____ Seitenauszug
Es sind drei sehr unterschiedliche Bücher, die aber eines gemeinsam haben: Sie handeln von einer möglichen Zukunft, in der intelligente Algorithmen eine Rolle spielen: für uns als Einzelperson, für unsere Organisationen und unsere Gesellschaft als Ganzes. Ich will hier keine Zusammenfassung liefern, nur so viel:
- Das erste Buch wendet sich an all diejenigen, die wissen wollen, wie man vor allem aus einer betriebswirtschaftlichen Perspektive der digitalen Zukunft begegnen sollte. Zusammengetragen sind alle Tipps und Tricks der McKinsey-Bruderschaft. Entsprechend ist das Buch nach einer anfänglichen Warnungssalve (Die Uhr tickt!) vollgestopft mit allem, was der Mensch (offenbar) so braucht: Omni-Chanel, Dynamic Pricing, Digitales Marketing, Open Innovation, Lieferkette 4.0, Digital Lean, etc. Im jeden Fall geht es den Autoren um eines: Think Big! Nur so – so das Credo – können wir (als Unternehmen) überleben. Kritsch-klar ist auch: Ist dieses Mantra einmal vom Kunden geschluckt, sichert es der Beraterzunft die monetäre Zukunft.
________
____ Gegebene Daten
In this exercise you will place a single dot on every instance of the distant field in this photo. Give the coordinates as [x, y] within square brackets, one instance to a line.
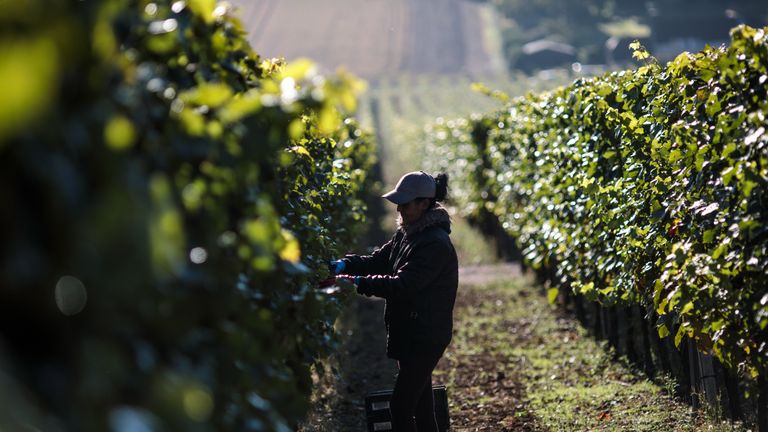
________
Aufgabe A -
Wessen Tipps und Tricks sind laut dem Auszug über die drei Zukunftsbücher im ersten Buch zusammengetragen?
Aufgabe B -
Schreibe den Auszug über die drei Zukunftsbücher im Anschluss an seinen letzten Satz weiter.

Ergebnis A -
Die Tipps und Tricks der McKinsey-Bruderschaft.

Ergebnis B -
- Das zweite Buch ist geschrieben von einem renommierten Wirtschaftsjournalisten aus den USA (Silicon Valley), der in Berlin als Fellow (Stipendiat) gelebt und gearbeitet hat. Er ruft uns Deutschen oder besser ganz Europa zu: Kämpft um die Errungenschaften einer wertebasierten und sozialen Marktwirtschaft mit Sozialsicherungssystemen, Mitarbeiterbeteiligung etc. und lasst diese Kultur nicht durch die Digitalisierung kaputt machen. In seinem Buch zeigt er durch Beispiele auf, dass aus vielen US-amerikanischen Unternehmen der Digitalwirtschaft nur in einem sehr geringen Umfang neue Jobs hervorgegangen sind. Zudem verbreite sich eine Kultur der Mini-Jobs (Gigs, Micro-Gigs), die zum Sterben zu viel und zum Leben zu wenig Geld einbringen würden: Beides zerstöre nicht nur Einzelschicksale, sondern auch die Demokratie als Ganzes! Was tun, wenn nicht ein europäisches Amazon oder Facebook schaffen? Er plädiert für eine Verbindung der neuen Start-Up-Kultur und dem guten alten deutschen Mittelstand! Innovation und Geschwindigkeit treffen auf Werte, Präzision, Langfristigkeit. Das ist das (attraktive) Credo.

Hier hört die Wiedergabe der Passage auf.